ARBEITSAUFTRÄGE ▸
[1] An welchem Tag fällt laut dem Text zur Neusser Hallenkreismeisterschaft die Entscheidung über den Titelträger?
[2] Fasse den Absatz „Sechs Teilnehmer der Endrunde“ aus dem Text zur Neusser Hallenkreismeisterschaft als kurze Stichpunktliste zusammen.
[3] Setze den Text zur Neusser Hallenkreismeisterschaft im Anschluss an seinen letzten Satz fort.

=== TEXTAUSZUG ===

Sechs Teilnehmer der Endrunde stehen bei der Neusser Hallenkreismeisterschaft fest, zwei weitere werden am Freitagabend noch gesucht, ehe dann am Sonntag die Entscheidung über den Titelträger fällt. Der SV Uedesheim, Germania Grefrath, die SVG Neuss-Weissenberg, die Holzheimer SG, der SC Kapellen und der 1. FC Grevenbroich-Süd stehen bereits in der Endrunde, es gab noch keine echte Überraschung. Ändert sich das am Freitagabend in der abschließenden Staffel 5?

=== DATENSATZEINTRÄGE ===

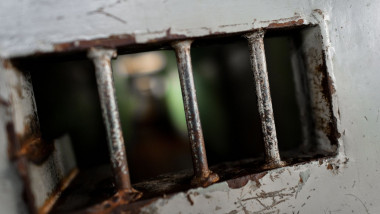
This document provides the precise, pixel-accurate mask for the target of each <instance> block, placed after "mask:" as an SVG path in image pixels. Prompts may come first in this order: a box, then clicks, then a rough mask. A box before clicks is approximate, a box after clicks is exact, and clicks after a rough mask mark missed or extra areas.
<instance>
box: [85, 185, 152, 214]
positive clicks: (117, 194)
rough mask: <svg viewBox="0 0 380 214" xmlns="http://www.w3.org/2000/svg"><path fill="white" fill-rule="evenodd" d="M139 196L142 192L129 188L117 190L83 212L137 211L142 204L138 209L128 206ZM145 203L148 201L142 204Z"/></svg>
mask: <svg viewBox="0 0 380 214" xmlns="http://www.w3.org/2000/svg"><path fill="white" fill-rule="evenodd" d="M141 197H142V193H141V192H138V191H132V192H131V191H129V190H119V191H118V192H116V193H115V194H114V195H113V196H112V197H110V198H109V199H107V200H105V201H103V202H101V203H99V204H96V205H94V206H92V207H89V208H86V209H85V210H84V212H83V213H104V214H106V213H139V210H140V209H141V208H142V207H143V206H140V207H139V209H136V208H135V209H132V207H130V206H129V204H130V203H131V202H134V201H136V200H138V199H139V198H141ZM155 200H157V199H153V200H152V201H150V203H151V202H153V201H155ZM147 205H148V203H147V204H144V206H147ZM127 210H128V212H127ZM134 211H135V212H134Z"/></svg>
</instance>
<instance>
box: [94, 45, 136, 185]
mask: <svg viewBox="0 0 380 214" xmlns="http://www.w3.org/2000/svg"><path fill="white" fill-rule="evenodd" d="M88 57H89V58H90V59H92V60H93V62H94V65H95V75H96V82H97V85H98V92H99V97H100V104H101V108H102V115H103V120H104V124H105V127H106V131H107V138H108V139H107V140H108V147H109V152H110V158H111V164H112V170H113V173H114V178H115V182H116V187H117V188H118V190H127V191H131V192H132V191H134V190H133V189H132V186H131V181H130V178H129V170H128V164H127V156H126V154H125V147H124V139H123V134H122V131H121V125H120V118H119V110H118V107H117V103H116V99H115V88H114V84H113V78H112V69H111V58H112V57H116V51H115V50H106V49H95V48H92V49H90V51H89V52H88Z"/></svg>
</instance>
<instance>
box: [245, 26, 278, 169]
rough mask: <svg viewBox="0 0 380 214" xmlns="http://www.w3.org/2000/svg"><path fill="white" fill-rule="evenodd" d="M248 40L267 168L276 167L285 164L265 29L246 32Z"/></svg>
mask: <svg viewBox="0 0 380 214" xmlns="http://www.w3.org/2000/svg"><path fill="white" fill-rule="evenodd" d="M244 37H245V38H246V39H247V40H248V44H249V52H250V60H251V68H252V71H253V76H254V79H255V84H256V96H257V105H258V108H259V114H260V119H261V127H262V132H263V135H264V147H265V162H266V165H265V167H266V168H276V167H280V166H283V165H285V162H284V161H281V157H280V153H279V151H278V142H277V134H276V126H275V123H274V115H273V107H272V99H271V95H270V89H269V80H268V72H267V65H266V59H265V50H264V31H263V30H262V29H260V30H258V31H255V32H252V33H248V34H245V35H244Z"/></svg>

===

LÖSUNGEN ▸
[1] Am Sonntag.

[2]
- Sechs Teilnehmer der Endrunde stehen fest: SV Uedesheim, Germania Grefrath, SVG Neuss-Weissenberg, Holzheimer SG, SC Kapellen und 1. FC Grevenbroich-Süd.
- Zwei weitere Teilnehmer werden am Freitagabend in der abschließenden Staffel 5 ermittelt.
- Am Sonntag wird der Titelträger entschieden.
- Eine echte Überraschung gab es bisher nicht.

[3]
Favorisiert ist an diesem Abend fraglos die DJK Gnadental, der Landesligist geht in Gruppe 9 an den Start. Dort geht auch B-Ligist SpVg Gustorf/Gindorf an den Start, der in der Kreisliga B als Zweiter um den Aufstieg mitspielt und als Ausrichter des Turniers auch in diesem Jahr wieder einen großartigen Job macht. Ziel dürfte nun gemeinsam mit Gnadental erst einmal das Halbfinale sein. Da wird der SV Rosellen als A-Ligist aber ein Wort mitsprechen wollen, in der Liga rangiert das Team auf Platz acht. Im Mittelfeld der Kreisliga B findet sich derweil die SG Kaarst, das vierte Team in dieser Gruppe.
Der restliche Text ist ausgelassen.